Begin DATASET EXTRACT
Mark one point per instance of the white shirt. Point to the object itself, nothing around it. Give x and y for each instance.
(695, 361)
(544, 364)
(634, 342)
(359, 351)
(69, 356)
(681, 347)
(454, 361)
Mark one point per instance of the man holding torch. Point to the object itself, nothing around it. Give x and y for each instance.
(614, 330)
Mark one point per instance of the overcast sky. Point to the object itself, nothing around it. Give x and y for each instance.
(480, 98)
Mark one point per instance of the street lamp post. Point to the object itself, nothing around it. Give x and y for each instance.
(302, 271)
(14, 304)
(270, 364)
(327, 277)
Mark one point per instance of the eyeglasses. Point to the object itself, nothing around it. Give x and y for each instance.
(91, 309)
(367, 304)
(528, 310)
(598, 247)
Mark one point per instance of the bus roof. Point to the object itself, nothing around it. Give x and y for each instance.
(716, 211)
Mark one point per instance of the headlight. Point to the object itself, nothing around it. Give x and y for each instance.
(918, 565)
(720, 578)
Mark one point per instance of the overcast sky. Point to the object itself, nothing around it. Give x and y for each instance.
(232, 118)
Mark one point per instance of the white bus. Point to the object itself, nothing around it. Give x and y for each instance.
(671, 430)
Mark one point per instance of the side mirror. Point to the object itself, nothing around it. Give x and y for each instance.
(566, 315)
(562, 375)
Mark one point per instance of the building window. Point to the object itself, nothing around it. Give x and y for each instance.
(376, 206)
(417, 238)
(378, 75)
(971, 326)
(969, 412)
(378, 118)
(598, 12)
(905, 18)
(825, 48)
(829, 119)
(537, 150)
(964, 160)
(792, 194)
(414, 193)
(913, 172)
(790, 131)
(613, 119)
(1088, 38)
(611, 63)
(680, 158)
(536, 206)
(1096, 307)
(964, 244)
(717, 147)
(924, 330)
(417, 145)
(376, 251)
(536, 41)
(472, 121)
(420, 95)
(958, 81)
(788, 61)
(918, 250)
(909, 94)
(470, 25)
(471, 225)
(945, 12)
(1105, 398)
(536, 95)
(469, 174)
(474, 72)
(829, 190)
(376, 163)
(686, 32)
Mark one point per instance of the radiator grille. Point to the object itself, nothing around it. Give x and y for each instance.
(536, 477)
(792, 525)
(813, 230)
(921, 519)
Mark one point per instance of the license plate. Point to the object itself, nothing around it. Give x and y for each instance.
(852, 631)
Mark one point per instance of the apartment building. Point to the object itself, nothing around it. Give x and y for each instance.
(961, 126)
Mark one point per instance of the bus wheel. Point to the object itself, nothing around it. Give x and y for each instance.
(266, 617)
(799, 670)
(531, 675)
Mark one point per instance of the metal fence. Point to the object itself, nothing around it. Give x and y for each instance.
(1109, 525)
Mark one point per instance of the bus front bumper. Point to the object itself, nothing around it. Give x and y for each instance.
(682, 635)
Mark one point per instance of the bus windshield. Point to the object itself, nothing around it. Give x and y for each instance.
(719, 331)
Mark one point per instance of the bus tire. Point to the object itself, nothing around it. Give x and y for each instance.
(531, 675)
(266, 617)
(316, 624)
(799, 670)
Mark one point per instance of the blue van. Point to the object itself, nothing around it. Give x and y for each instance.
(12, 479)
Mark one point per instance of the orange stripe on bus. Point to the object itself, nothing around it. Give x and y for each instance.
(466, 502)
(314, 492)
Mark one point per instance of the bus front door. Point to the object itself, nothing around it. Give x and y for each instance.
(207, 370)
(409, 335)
End DATASET EXTRACT
* [TASK REQUIREMENTS]: Rewrite everything from the line containing "Mark one point per instance of the blue" down to the end of the material, changing "orange" to "red" and leaving all else as it is.

* [COMPLETE RESPONSE]:
Mark one point per instance of the blue van. Point to the object itself, nothing around it. Give x and y for each instance.
(12, 479)
Mark one point per instance of the red stripe on bus. Point to the object itself, nothing around it. Give x and y for each instance.
(466, 502)
(314, 492)
Mark one point per instance of the bus front door. Point to the object itself, nothing around it. Give x and y for each instance.
(207, 370)
(409, 335)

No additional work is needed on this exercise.